Task instructions:
**1.** According to the passage on compiling DeepChem PyTorch models, which PyTorch version introduced torch.compile()?
**2.** Repeat the stretch of the passage on compiling DeepChem PyTorch models from "To address the" through "of the models.", word for word.
**3.** Carry on the passage about compiling DeepChem PyTorch models from the point where it stops.

Passage provided:
Effective optimization techniques can significantly reduce training times, lower computational costs, and improve model performance. This makes optimization particularly crucial in research and industrial settings where faster iterations can accelerate scientific discoveries, product development, and the deployment of AI solutions. Moreover, as models grow larger and more sophisticated, optimization plays a vital role in making advanced AI accessible and practical for a wider range of applications and environments.
To address the need for optimization of Deep Larning models and as an improvement over existing methods, PyTorch introduced the
torch.compile()
function in PyTorch 2.0 to allow faster training and inference of the models.
torch.compile()
works by compiling PyTorch code into optimised kernels using a JIT(Just in Time) compiler. Different models show varying levels of improvement in run times depending on their architecture and batch size when compiled. Compared to existing methods like
TorchScript
or
FX tracing
,
compile()
also offers advantages such as the ability to handle arbitrary Python code and conditional graph-breaking flow of the inputs to the models. This allows
compile()
to work with minimal or no code modification to the model.
DeepChem has builtin support for compiling PyTorch models using
torch.compile()
and using this feature, users can efficiently run PyTorch models and achieve significant performance gains. This tutorial contains the steps for compiling DeepChem PyTorch models, benchmarking and evaluating their performance with the uncompiled models.
NOTE: DeepChem contains many models with varying architecture and complexity. Not all models will show significant improvements in run times when compiled. It is recommended to test the models with and without compilation to determine the performance improvements.

Provided material:
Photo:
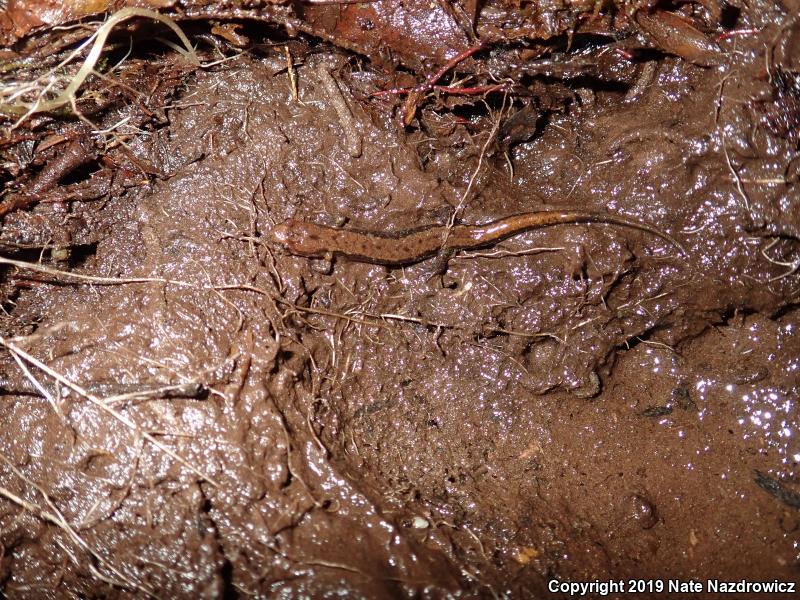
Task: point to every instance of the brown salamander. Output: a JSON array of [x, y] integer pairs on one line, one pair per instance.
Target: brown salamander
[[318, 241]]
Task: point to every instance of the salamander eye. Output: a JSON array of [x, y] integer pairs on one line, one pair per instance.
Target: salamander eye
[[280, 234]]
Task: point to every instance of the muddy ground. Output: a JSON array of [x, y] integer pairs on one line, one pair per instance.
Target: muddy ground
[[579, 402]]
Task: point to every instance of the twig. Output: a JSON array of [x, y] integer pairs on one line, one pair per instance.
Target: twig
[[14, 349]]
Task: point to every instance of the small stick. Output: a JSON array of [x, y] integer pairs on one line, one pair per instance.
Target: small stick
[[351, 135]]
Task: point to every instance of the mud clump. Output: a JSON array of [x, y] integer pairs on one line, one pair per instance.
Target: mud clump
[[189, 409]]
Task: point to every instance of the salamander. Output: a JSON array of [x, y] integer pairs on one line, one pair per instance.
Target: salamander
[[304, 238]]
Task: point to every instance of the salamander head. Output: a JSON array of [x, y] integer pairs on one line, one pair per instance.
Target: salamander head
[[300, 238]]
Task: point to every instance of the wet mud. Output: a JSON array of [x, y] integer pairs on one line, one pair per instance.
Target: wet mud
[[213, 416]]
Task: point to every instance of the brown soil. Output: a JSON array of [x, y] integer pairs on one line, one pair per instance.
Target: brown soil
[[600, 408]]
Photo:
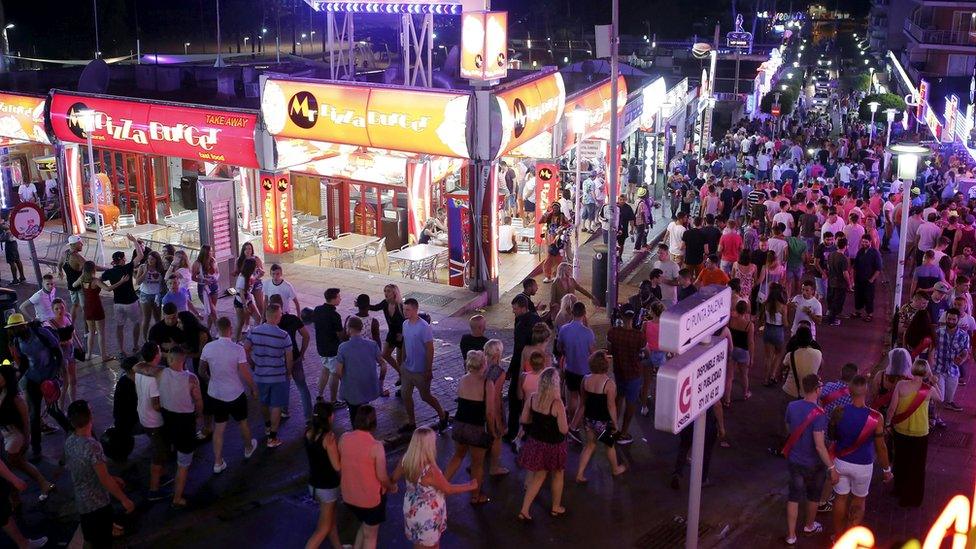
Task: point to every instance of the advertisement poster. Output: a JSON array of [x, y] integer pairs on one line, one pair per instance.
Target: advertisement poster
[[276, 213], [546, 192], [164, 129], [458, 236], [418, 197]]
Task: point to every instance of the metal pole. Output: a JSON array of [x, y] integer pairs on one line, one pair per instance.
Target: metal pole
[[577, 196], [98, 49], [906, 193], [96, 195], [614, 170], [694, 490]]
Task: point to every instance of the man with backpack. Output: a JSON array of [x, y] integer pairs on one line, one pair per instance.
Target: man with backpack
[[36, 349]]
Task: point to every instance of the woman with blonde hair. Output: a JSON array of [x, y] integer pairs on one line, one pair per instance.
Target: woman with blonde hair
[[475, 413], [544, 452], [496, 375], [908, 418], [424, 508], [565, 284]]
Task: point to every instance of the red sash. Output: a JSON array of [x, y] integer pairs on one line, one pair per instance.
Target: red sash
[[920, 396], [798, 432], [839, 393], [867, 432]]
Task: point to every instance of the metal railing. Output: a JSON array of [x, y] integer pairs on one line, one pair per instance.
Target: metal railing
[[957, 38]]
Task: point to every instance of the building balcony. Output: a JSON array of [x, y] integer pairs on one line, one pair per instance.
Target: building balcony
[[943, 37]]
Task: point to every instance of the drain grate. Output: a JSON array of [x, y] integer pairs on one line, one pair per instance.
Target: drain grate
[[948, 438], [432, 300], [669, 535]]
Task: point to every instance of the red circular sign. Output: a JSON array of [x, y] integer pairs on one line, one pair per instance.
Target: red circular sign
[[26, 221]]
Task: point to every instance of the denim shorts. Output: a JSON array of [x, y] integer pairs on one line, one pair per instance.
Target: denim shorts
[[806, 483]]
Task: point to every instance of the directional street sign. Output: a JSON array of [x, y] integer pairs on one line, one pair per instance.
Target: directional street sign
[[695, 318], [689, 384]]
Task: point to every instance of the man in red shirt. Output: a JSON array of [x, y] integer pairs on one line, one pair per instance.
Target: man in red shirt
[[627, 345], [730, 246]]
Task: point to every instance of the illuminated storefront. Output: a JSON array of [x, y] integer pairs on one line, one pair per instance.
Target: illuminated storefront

Answers by task:
**1.** PyTorch 2.0

**2.**
To address the need for optimization of Deep Larning models and as an improvement over existing methods, PyTorch introduced the
torch.compile()
function in PyTorch 2.0 to allow faster training and inference of the models.

**3.**
Colab ¶
This tutorial and the rest in this sequence can be done in Google colab. If you'd like to open this notebook in colab, you can use the following link.
Compilation Process ¶
This section gives an introductory explanation about the compilation process of PyTorch models and assumes prior knowledge about forward pass, backward pass and computational graphs in neural networks. If you're unfamiliar with these concepts, you can refer to these slides for a basic understanding. Alternatively, you can proceed to the next section to learn how to compile and benchmark DeepChem models without delving into the internal details of the compilation process.
Image taken from PyTorch2.0 Introductory Blog
The compilation process is split into multiple steps which uses many new technologies that were introduced in PyTorch 2.0. The process is as follows:
-
Graph Acquisition: During the compilation process, TorchDynamo and AOTAutograd are used for capturing the forward and backward pass graphs respectively. AOTAutograd allows the backward graph to be captured ahead of time without needing a backward pass to be performed.
-
Graph Lowering: The captured graph that could be composed of the 2000+ PyTorch operators is lowered into a collection of ~250 Prim and ~750 ATen operators.
-
Graph Compilation: In this step optimised low-level kernels are generated for the target accelerator using a suitable backend compiler. TorchInductor is the default backend compiler used for this purpose.
Deepchem uses the
torch.compile()
function that implements all the above steps internally to compile the models. The compiled model can be used for training, evaluation and inference.
For more information on the compilation process, refer to PyTorch2.0 Introductory Blog that does a deep dive into the compilation process, technical decisions and future features for the compile function. You can also refer to the Huggingface blog, Optimize inference using torch.compile() that benchmarks many common PyTorch models and shows the performance improvements when compiled.
Compiling Models ¶
The compile function is only available in DeepChem for models that use PyTorch as the backend (i.e inherits
TorchModel
class). You can see the complete list of models that are available in DeepChem and their backends in the DeepChem Documentation
here
.
This tutorial contains the steps to load a DeepChem model, compile it and evaluate the performance improvements when compiled for both training and inference. Refer to the documentation of DeepChem's compile function to read more about the different parameters you can pass to the function and their usage.
If you just want to compile the model, you can add the line
model.compile()
after initialising the model. You
DO NOT
have to make any changes to the rest of your code.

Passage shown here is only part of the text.